Labeled-object pointing records

####

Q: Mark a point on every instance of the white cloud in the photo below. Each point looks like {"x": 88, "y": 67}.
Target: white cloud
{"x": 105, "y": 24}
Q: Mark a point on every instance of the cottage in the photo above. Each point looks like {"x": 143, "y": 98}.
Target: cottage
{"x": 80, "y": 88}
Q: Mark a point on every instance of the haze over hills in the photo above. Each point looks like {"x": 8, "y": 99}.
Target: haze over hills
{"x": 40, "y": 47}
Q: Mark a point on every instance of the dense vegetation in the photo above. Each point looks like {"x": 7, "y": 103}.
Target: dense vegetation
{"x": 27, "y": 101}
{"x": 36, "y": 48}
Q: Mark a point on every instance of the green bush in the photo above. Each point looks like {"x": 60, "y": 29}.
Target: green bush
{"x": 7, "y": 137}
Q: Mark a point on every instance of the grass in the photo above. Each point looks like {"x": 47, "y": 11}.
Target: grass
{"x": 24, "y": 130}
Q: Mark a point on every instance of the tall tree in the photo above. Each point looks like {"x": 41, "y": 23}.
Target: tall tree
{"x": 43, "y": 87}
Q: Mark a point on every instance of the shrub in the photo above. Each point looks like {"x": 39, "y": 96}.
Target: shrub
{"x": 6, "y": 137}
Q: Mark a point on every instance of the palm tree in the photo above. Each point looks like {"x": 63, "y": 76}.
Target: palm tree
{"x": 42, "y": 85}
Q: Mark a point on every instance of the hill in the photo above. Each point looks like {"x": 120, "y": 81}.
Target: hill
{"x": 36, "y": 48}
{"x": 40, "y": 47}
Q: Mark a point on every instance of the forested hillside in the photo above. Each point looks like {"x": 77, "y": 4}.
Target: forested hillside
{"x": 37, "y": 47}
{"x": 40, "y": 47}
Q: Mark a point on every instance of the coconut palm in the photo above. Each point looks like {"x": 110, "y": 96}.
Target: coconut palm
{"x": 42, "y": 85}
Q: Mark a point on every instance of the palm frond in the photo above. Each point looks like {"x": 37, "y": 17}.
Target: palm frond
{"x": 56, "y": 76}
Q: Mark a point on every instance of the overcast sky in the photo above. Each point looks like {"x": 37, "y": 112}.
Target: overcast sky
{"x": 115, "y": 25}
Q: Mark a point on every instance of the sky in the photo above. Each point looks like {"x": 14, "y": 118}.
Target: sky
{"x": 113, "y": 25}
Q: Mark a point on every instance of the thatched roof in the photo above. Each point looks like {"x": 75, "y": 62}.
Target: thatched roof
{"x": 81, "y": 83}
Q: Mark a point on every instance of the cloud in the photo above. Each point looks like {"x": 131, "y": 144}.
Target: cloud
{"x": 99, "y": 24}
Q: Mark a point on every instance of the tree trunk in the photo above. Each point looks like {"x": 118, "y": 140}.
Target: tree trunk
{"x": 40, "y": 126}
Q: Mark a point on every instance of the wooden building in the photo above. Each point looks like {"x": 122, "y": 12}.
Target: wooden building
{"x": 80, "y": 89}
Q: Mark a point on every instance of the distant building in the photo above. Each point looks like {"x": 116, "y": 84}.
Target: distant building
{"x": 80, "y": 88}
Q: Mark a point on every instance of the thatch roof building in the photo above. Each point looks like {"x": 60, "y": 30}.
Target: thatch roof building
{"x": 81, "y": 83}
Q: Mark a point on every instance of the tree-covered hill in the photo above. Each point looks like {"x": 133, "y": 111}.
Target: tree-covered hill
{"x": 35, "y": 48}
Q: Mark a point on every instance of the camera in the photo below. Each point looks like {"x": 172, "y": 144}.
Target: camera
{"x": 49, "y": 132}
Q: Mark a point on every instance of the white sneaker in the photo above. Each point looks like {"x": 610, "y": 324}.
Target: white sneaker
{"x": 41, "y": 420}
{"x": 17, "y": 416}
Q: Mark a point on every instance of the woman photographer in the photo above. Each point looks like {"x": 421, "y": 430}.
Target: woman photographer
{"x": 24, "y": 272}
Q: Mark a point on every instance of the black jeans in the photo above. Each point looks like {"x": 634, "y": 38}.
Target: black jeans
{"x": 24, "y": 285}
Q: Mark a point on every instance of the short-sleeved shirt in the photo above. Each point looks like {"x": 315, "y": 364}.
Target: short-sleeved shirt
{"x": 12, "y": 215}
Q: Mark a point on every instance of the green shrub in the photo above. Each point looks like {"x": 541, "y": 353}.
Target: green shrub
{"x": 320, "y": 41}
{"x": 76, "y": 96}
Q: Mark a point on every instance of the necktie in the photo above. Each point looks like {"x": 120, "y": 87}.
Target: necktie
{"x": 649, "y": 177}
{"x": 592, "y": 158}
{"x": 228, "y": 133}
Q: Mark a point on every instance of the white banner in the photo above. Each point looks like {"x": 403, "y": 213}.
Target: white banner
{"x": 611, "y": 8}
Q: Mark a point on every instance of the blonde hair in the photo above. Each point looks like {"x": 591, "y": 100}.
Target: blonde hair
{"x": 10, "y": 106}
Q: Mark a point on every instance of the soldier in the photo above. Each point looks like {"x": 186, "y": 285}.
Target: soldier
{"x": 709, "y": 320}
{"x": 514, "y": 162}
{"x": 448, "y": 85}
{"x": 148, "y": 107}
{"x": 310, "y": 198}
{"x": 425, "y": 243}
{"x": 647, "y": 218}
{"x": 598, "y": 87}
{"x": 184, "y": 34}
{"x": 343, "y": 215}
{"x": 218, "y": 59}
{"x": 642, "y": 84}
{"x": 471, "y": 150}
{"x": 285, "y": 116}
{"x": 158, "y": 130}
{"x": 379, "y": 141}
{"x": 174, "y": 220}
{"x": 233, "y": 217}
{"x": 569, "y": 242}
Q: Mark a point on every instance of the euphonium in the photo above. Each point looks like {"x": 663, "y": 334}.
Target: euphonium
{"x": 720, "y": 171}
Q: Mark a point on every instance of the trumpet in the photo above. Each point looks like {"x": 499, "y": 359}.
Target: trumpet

####

[Directive] Please revise all of the records above by replacing "Target" with "Object" and leaving everything else unchanged.

[Exercise response]
Q: Mark a point on every instance of the white cloud in the photo below. Each point looks like {"x": 88, "y": 67}.
Object: white cloud
{"x": 105, "y": 24}
Q: Mark a point on every instance of the cottage in the photo above. Each point looks like {"x": 143, "y": 98}.
Object: cottage
{"x": 80, "y": 88}
Q: Mark a point on every instance of the haze over hills in the photo above. Each point looks like {"x": 8, "y": 99}.
Object: haze over hills
{"x": 40, "y": 47}
Q: Mark a point on every instance of the dense vegetation in the photo above. Each point looks like {"x": 7, "y": 103}.
Object: dense vegetation
{"x": 27, "y": 101}
{"x": 36, "y": 48}
Q: Mark a point on every instance of the green bush in the photo above. Each point looks like {"x": 60, "y": 29}.
Object: green bush
{"x": 7, "y": 137}
Q: Mark a point on every instance of the grass in the photo above. Each point looks like {"x": 47, "y": 11}.
Object: grass
{"x": 24, "y": 130}
Q: Mark a point on every instance of the tall tree in the photo above. Each point looks like {"x": 41, "y": 23}.
Object: tall tree
{"x": 43, "y": 87}
Q: Mark a point on every instance of the shrub in the photo above. Each point looks like {"x": 39, "y": 96}.
Object: shrub
{"x": 6, "y": 137}
Q: Mark a point on every instance of the palm tree in the photo above. Each point looks like {"x": 63, "y": 76}.
Object: palm tree
{"x": 42, "y": 85}
Q: Mark a point on every instance of the hill in the photo above. Each point looks like {"x": 120, "y": 81}.
Object: hill
{"x": 36, "y": 48}
{"x": 40, "y": 47}
Q: Mark a point on every instance of the forested hillside in the photo above. Each point looks like {"x": 77, "y": 4}.
Object: forested hillside
{"x": 37, "y": 47}
{"x": 40, "y": 47}
Q: Mark a point on every instance of the coconut palm in the photo above. Each point looks like {"x": 110, "y": 96}.
Object: coconut palm
{"x": 42, "y": 85}
Q: Mark a point on every instance of the palm frond in the photo above. Each point looks like {"x": 37, "y": 17}.
Object: palm frond
{"x": 56, "y": 76}
Q: Mark a point on every instance of the overcast sky in the photo above. Each point looks like {"x": 37, "y": 112}.
Object: overcast sky
{"x": 115, "y": 25}
Q: Mark a point on every instance of the sky in the photo above. Each point looks like {"x": 14, "y": 118}.
Object: sky
{"x": 113, "y": 25}
Q: Mark a point on every instance of the thatched roof in the photo above. Each point looks like {"x": 75, "y": 62}.
Object: thatched roof
{"x": 81, "y": 83}
Q: Mark a point on every instance of the cloud in the photo above. Each point looks like {"x": 131, "y": 144}.
Object: cloud
{"x": 99, "y": 24}
Q: Mark a point on every instance of the tree trunk in the photo above. Each point looks like {"x": 118, "y": 140}.
Object: tree trunk
{"x": 40, "y": 126}
Q: Mark a point on every instance of the wooden building in the photo above. Each point looks like {"x": 122, "y": 12}.
Object: wooden building
{"x": 80, "y": 89}
Q: Mark a point on every instance of the distant building in the photo above. Each point looks like {"x": 116, "y": 84}.
Object: distant building
{"x": 80, "y": 88}
Q: Mark a point on every instance of the thatch roof building in the photo above. Each point looks like {"x": 60, "y": 30}.
Object: thatch roof building
{"x": 81, "y": 83}
Q: Mark a point on every instance of the tree-covered hill in the photo above. Each point looks like {"x": 133, "y": 111}.
Object: tree-covered hill
{"x": 35, "y": 48}
Q: Mark a point on every instance of the camera in the photo below. Each point looks like {"x": 172, "y": 144}.
Object: camera
{"x": 49, "y": 132}
Q: Mark a point on every instance of the white sneaker in the photo above. Each point looks like {"x": 610, "y": 324}.
Object: white sneaker
{"x": 41, "y": 420}
{"x": 17, "y": 416}
Q: Mark a point on every instance of the woman photographer in the photo above. Each point looks like {"x": 421, "y": 430}.
Object: woman photographer
{"x": 24, "y": 272}
Q: Mark a point on every instance of the black jeans in the photo above. Each point looks like {"x": 634, "y": 38}.
Object: black jeans
{"x": 24, "y": 285}
Q: Mark a point on every instance of the short-sleeved shirt in the photo above. Each point looks like {"x": 315, "y": 364}.
Object: short-sleeved shirt
{"x": 12, "y": 215}
Q: Mark a point on every instance of the green shrub in the photo above. Each point looks like {"x": 541, "y": 353}.
Object: green shrub
{"x": 320, "y": 41}
{"x": 76, "y": 96}
Q: Mark a point on every instance of the necktie in the photo above. Each point looks like {"x": 120, "y": 87}.
Object: necktie
{"x": 649, "y": 177}
{"x": 592, "y": 158}
{"x": 228, "y": 133}
Q: Mark a point on every instance of the white banner in the photo above. Each point looks like {"x": 403, "y": 213}.
Object: white banner
{"x": 611, "y": 8}
Q: Mark a point on every instance of the blonde hair in the photo above. Each point looks like {"x": 591, "y": 100}.
Object: blonde hair
{"x": 10, "y": 106}
Q: Mark a point on every instance of the soldier in the photo above. Each point looks like {"x": 186, "y": 285}.
Object: soldier
{"x": 709, "y": 320}
{"x": 514, "y": 162}
{"x": 448, "y": 85}
{"x": 148, "y": 107}
{"x": 310, "y": 198}
{"x": 425, "y": 243}
{"x": 647, "y": 218}
{"x": 598, "y": 87}
{"x": 184, "y": 34}
{"x": 343, "y": 215}
{"x": 218, "y": 59}
{"x": 642, "y": 84}
{"x": 471, "y": 150}
{"x": 285, "y": 116}
{"x": 158, "y": 130}
{"x": 379, "y": 141}
{"x": 174, "y": 220}
{"x": 233, "y": 217}
{"x": 569, "y": 242}
Q: Mark a point on every instance of the euphonium in the photo above. Each point looks like {"x": 663, "y": 334}.
Object: euphonium
{"x": 720, "y": 171}
Q: Mark a point on every instance of the trumpet in the photo above. Each point looks like {"x": 499, "y": 359}.
Object: trumpet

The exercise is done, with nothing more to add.